START Records provided

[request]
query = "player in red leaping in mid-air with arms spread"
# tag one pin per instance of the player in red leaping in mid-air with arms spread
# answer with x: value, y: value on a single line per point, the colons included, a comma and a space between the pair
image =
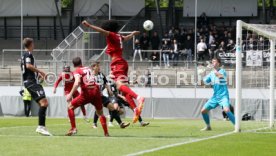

END Records provided

* **Brief**: Since the copy must exclude the pictures, transcribe only the text of the records, word for word.

* **Answer**:
[request]
query = "player in red leaping in mid-air with arms spread"
# tag one pin per instance of the player in red leaping in mid-air with arms spread
# answer with x: value, y: value on a single line per point, the colons included, a comma and a space between the pair
image =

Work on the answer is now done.